Exercices:
- a) Dites si chacune de ces affirmations s'accorde avec le texte sur le nécessaire, en répondant par oui ou par non et en citant les mots du texte qui tranchent : (i) la nécessité s'oppose à notre mouvement, qu'il soit spontané ou réfléchi ; (ii) l'idée de contrainte ne vaut que pour celui qui subit la force, pas pour celui qui l'emploie ; (iii) les conditions sans lesquelles la vie ne peut continuer sont appelées nécessaires.
- b) Prolongez le texte sur le nécessaire en reprenant juste après sa dernière phrase.

Texte cité:
-------------------------

Et la force est bien encore une sorte de nécessité, comme le dit Sophocle :
La Force me contraint à faire tout cela.
Aussi, la nécessité a-t-elle le caractère de quelque chose d'inflexible;
et c'est avec raison qu'on s'en fait cette idée, puisqu'elle est contraire
a notre mouvement, soit spontané, soit réfléchi.
§ 4. Quand une chose ne peut pas être autrement qu'elle n'est, (35) nous
déclarons qu'il est nécessaire qu'elle soit ce qu'elle est; et, à dire
vrai, c'est d'après le Nécessaire pris en ce sens qu'on qualifie tout le
reste de nécessaire. Ainsi, l'idée de la force et de la contrainte, soit
qu'on les emploie, soit qu'on les subisse, s'applique en effet (1015b)
dans tous les cas où l'on ne peut pas agir selon sa volonté, parce qu'on
est sous le coup de la contrainte, la contrainte étant alors regardée
comme une nécessité qui fait qu'il n'en peut pas être autrement.
§ 5. Cette nuance du Nécessaire s'applique également à tout ce qui coopère
à faire vivre et à assurer le bien de la chose; car, s'il n'est pas
possible, ici, (5) que le bien soit accompli, et là, que la vie et
l'existence continuent sans certaines conditions, ces conditions sont
dites nécessaires; et la cause entendue en ce sens est bien aussi une
sorte de nécessité.

-------------------------

Données:
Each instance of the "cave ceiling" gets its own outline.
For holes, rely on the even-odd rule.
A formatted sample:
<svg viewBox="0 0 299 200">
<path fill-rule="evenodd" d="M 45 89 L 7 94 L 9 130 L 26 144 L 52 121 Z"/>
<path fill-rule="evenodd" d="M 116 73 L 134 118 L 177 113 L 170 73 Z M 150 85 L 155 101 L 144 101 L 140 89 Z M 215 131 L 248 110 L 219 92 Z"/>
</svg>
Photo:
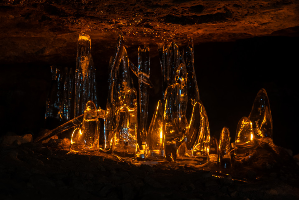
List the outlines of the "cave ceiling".
<svg viewBox="0 0 299 200">
<path fill-rule="evenodd" d="M 0 61 L 73 59 L 80 32 L 97 53 L 114 49 L 121 31 L 127 48 L 297 36 L 298 13 L 295 0 L 0 1 Z"/>
</svg>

-------------------------

Résultats:
- a)
(i) Oui : « elle est contraire a notre mouvement, soit spontané, soit réfléchi ».
(ii) Non : « soit qu'on les emploie, soit qu'on les subisse ».
(iii) Oui : « ces conditions sont dites nécessaires ».

- b)
§ 6. A un autre point de vue, la démonstration doit être rangée parmi les
choses nécessaires, parce qu'il n'est pas possible, quand une chose a été
absolument démontrée, qu'elle soit autrement qu'on ne l'a démontrée ; et
la raison en est que les propositions initiales d'où sort le syllogisme ne
peuvent pas être elles-mêmes autrement qu'elles ne sont.
§ 7. Il y a des choses qui ne sont nécessaires que grâce à d'autres,
tandis qu'au contraire certaines choses n'ont besoin d'aucun
intermédiaire, et que c'est elles qui donnent au reste le caractère de
nécessité.
§ 8. Par conséquent, le Nécessaire premier et proprement dit, c'est le
Nécessaire pris en un sens absolu ; car l'absolu ne peut avoir plusieurs
manières d'être. Par suite, il ne peut pas non plus être de diverses
façons, les unes opposées aux autres, puisque dès lors il faudrait qu'il y
eût des manières d'être multiples.
§ 9. Si donc il est des choses éternelles et immobiles, il n'y a jamais
pour elles de force qui puisse les contraindre ni violenter leur
nature.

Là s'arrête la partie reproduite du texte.